── MATERIAL FOR THE TASK

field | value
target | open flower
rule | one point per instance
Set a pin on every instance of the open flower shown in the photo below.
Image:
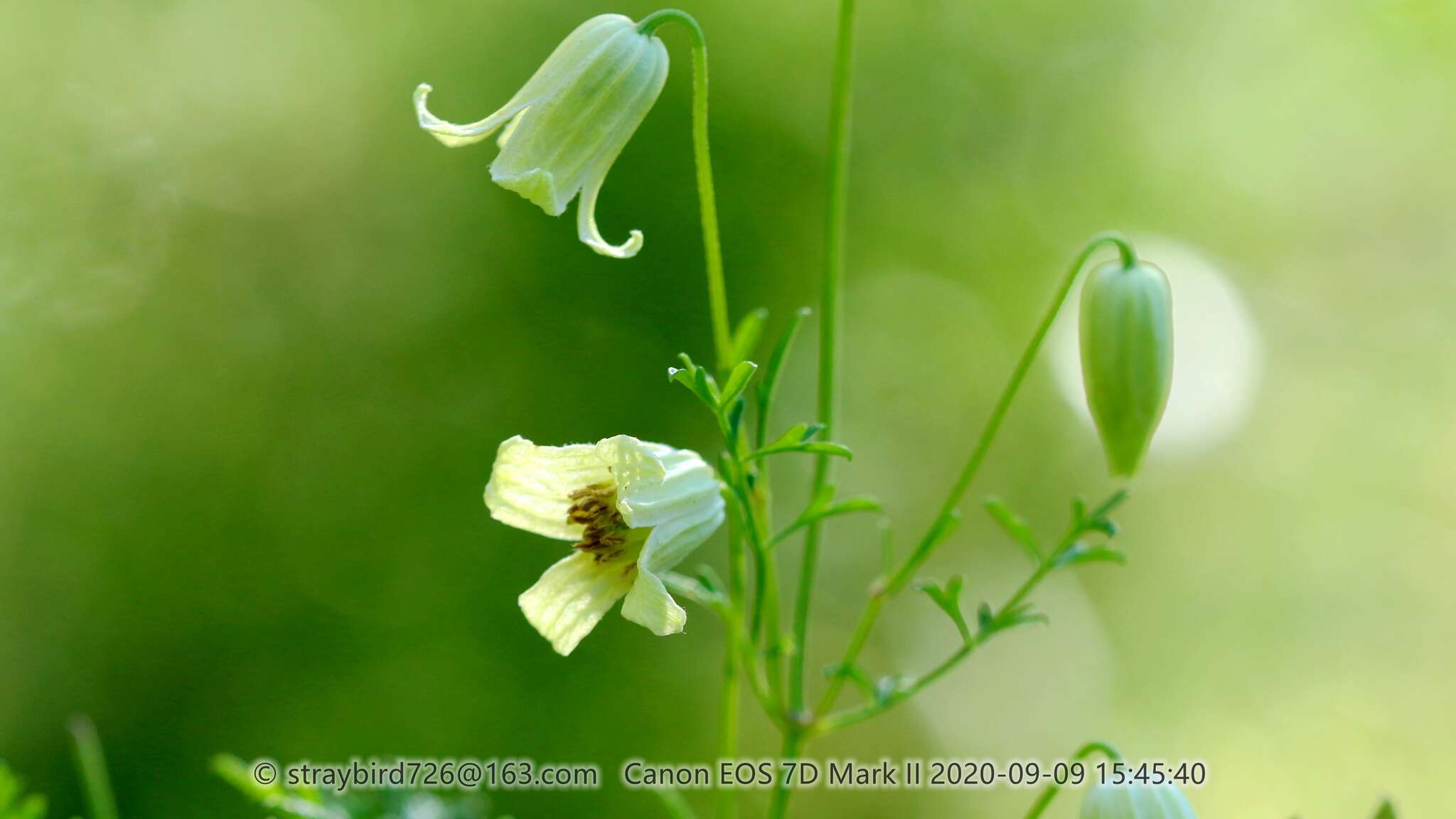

────

_PROBLEM DETAILS_.
Select each line of the entries above that contains the word "flower", and copy those lines unchanged.

_SOLUTION FOR THIS PROBLEM_.
target | open flower
Set a pin on every instance of the open flower shown in the photo below.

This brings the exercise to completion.